[Collected data]
* Start *
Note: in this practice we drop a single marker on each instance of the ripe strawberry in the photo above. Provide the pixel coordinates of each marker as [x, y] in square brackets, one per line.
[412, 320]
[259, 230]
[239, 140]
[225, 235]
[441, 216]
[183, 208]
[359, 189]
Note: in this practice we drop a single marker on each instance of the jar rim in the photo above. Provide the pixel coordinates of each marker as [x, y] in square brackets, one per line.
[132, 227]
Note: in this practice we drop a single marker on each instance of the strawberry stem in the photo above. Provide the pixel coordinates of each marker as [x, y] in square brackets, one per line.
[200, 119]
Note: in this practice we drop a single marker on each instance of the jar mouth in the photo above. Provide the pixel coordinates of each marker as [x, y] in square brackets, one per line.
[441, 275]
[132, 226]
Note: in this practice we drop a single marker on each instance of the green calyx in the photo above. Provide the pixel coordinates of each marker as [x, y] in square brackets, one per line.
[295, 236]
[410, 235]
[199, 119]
* End *
* Start *
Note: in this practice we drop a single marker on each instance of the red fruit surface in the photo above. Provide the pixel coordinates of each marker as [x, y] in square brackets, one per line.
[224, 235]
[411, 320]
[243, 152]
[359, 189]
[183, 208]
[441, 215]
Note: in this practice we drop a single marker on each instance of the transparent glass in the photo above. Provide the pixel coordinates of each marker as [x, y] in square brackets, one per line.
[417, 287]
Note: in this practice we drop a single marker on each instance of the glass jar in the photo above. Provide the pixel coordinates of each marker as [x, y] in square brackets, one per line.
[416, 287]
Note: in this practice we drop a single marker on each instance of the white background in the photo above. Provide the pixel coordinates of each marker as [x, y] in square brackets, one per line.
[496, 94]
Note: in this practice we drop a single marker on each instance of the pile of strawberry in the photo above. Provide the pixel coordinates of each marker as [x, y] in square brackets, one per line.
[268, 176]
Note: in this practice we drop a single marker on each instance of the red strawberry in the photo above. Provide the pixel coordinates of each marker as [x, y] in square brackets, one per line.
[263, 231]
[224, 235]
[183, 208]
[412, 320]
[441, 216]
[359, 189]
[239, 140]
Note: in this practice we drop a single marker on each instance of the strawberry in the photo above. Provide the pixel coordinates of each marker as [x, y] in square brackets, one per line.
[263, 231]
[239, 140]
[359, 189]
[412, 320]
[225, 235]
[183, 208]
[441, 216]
* End *
▶ **Instructions to follow**
Please report how many of the rows above contain the string "strawberry", where case counts. Give only the number.

▶ **Output**
5